TESTO FORNITO.

__________

L'attore e il regista John Landis raccontano al "Guardian" gli eccessi del più classico dei film musicali
Chi ritiene che The Blues Brothers sia un cult movie e il più irresistibile e divertente dei film musicali non deve perdere l'intervista che Dan Aykroyd e John Landis hanno concesso al Guardian. L'attore e il regista raccontano la genesi del film, gli aneddoti più curiosi e soprattutto gli eccessi che caratterizzavano la Hollywood dell'epoca, specie quando si parla di un'autentica leggenda come John Belushi.
Blues Brothers: John Belushi "è quasi morto sul set"
Aykroyd rivela al Guardian che John Belushi, a quei tempi, era quasi del tutto fuori controllo. Ma non solo lui: la droga, negli anni '70 e '80, era dappertutto. "Persino nei budget di alcuni film", ha detto una volta Dennis Quaid.
All'epoca la cocaina era normale. Per chi girava di notte era come prendere il caffè. A me non è mai piaciuta, ma non stavo a sindacare i comportamenti degli altri. Abbiamo fatto impazzire John Landis. A volte non sapeva se ci saremmo presentati sul set dopo le feste, ma Belushi era un professionista e non c'era modo che non sarebbe arrivato.
Nella biografia Chi tocca muore, il giornalista Bob Woodward racconta che nel caso di The Blues Brothers, ci sono almeno un paio di sequenze in cui il fenomeno del Saturday Night Live, nel pieno della dipendenza, riusciva a stento a reggersi in piedi. Aykroyd lo conferma.
Quando stavamo girando, John era diventato dipendente dalla cocaina. La cocaina ti fa bere, e bere ti fa prendere più cocaina. Gli estranei lo vedevano e gli davano della droga. Era difficile tenerli lontani. È quasi morto sul set di quel film.
La morte arrivò due anni dopo, nella notte tra il 4 e il 5 marzo del 1982 in una stanza del Chateau Marmont di Hollywood, per un mix letale di eroina e cocaina. Una volta, confessa Aykroyd, Belushi finì addirittura per perdersi.

__________

ESERCIZI.
1) Nel testo su The Blues Brothers, riscrivi il brano da "La morte arrivò" fino a "addirittura per perdersi." compreso, sostituendo "eroina" con "morfina".
2) Indica se ciascuna affermazione concorda con il testo su The Blues Brothers, rispondendo sì o no e citando le parole decisive del testo: (a) Aykroyd dice che la cocaina non gli è mai piaciuta; (b) Belushi morì durante le riprese del film; (c) la biografia Chi tocca muore è opera di Bob Woodward.
I dati che seguono non hanno alcun ruolo in questo lavoro.

MATERIALE FORNITO.
__________

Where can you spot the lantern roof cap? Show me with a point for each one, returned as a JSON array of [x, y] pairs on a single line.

__________

RISULTATI.
1)
La morte arrivò due anni dopo, nella notte tra il 4 e il 5 marzo del 1982 in una stanza del Chateau Marmont di Hollywood, per un mix letale di morfina e cocaina. Una volta, confessa Aykroyd, Belushi finì addirittura per perdersi.

2)
(a) Sì: "A me non è mai piaciuta".
(b) No: "La morte arrivò due anni dopo".
(c) Sì: "Nella biografia Chi tocca muore, il giornalista Bob Woodward racconta".